■ **WHAT YOU SHOULD DO**: Across these entries, work out how many lines carry the string "goose", and give only that number.

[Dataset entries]
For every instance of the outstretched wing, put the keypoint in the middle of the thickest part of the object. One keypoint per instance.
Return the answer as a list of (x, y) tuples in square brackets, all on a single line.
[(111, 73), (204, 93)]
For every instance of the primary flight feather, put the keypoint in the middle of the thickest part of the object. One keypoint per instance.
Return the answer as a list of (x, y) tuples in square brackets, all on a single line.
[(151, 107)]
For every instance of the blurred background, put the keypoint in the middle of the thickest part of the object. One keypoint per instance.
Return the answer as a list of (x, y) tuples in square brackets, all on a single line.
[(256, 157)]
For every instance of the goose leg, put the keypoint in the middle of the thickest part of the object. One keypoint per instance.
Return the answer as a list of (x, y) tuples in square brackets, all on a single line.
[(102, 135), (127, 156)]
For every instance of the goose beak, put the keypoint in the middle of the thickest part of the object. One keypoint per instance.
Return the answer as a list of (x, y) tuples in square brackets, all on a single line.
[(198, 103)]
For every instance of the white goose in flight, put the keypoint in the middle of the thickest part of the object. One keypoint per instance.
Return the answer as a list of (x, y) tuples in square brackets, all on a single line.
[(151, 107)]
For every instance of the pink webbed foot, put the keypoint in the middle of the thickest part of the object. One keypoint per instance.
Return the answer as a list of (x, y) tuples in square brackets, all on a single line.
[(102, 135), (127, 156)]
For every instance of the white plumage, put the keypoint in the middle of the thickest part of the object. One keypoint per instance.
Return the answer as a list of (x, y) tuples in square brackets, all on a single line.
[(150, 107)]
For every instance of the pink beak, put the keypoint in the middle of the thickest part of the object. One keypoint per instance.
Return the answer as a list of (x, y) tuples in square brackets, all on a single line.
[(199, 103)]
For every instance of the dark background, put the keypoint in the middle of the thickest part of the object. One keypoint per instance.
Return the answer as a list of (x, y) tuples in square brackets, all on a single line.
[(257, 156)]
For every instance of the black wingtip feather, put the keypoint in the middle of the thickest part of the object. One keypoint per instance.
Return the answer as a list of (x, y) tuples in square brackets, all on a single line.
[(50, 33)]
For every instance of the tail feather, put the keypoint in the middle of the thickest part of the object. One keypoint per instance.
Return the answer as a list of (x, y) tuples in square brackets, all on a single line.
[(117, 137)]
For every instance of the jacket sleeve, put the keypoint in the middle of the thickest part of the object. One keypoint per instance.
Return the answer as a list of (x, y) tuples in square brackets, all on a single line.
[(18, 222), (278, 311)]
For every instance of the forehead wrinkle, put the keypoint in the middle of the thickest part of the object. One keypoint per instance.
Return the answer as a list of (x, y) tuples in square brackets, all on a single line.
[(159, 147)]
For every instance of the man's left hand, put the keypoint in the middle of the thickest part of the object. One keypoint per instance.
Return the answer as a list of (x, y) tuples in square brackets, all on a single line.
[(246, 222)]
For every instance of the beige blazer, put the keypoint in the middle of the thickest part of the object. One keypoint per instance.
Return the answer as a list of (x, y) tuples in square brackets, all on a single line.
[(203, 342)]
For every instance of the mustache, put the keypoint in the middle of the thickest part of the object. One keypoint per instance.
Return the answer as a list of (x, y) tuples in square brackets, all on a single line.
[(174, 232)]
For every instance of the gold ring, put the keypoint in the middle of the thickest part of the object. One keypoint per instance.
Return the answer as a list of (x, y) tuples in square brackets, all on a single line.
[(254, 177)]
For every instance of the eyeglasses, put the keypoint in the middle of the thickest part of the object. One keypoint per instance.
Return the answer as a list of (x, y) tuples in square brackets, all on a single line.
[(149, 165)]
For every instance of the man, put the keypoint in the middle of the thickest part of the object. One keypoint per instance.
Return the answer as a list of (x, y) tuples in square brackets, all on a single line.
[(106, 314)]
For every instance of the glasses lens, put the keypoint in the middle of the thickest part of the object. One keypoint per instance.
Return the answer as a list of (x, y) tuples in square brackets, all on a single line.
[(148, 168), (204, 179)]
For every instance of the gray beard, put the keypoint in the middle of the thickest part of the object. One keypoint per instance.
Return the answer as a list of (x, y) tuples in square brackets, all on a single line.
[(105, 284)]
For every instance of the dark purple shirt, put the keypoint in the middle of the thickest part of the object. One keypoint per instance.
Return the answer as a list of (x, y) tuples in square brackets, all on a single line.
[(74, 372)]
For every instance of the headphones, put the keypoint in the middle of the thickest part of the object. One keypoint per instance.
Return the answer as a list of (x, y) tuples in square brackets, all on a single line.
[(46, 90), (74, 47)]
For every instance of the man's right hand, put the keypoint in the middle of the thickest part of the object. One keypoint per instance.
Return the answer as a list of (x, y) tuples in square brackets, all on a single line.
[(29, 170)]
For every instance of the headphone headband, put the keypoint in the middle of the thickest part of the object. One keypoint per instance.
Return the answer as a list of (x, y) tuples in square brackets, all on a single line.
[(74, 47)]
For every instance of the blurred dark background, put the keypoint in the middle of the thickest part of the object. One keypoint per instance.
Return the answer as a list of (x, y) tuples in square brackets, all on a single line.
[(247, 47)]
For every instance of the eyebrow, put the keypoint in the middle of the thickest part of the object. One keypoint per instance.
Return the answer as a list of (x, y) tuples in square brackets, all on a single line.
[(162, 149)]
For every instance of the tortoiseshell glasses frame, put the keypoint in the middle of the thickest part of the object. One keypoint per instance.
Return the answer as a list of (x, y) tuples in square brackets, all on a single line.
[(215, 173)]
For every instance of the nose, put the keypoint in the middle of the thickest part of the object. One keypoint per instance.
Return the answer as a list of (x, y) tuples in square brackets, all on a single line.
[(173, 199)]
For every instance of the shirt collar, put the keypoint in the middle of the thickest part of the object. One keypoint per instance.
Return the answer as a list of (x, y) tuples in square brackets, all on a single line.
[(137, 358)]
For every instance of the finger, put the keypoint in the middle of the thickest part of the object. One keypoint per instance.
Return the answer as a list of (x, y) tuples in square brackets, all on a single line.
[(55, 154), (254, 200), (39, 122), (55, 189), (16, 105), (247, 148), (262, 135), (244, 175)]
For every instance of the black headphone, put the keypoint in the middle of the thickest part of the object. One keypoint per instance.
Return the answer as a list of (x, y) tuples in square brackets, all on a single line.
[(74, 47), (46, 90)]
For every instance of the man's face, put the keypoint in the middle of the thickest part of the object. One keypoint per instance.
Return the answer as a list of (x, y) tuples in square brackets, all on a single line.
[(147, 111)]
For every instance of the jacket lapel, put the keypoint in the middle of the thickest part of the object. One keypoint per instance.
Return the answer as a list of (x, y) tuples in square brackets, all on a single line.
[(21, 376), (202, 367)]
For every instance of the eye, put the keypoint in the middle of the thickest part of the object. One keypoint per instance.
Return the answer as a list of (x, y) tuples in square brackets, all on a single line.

■ **ANSWER BELOW**: 3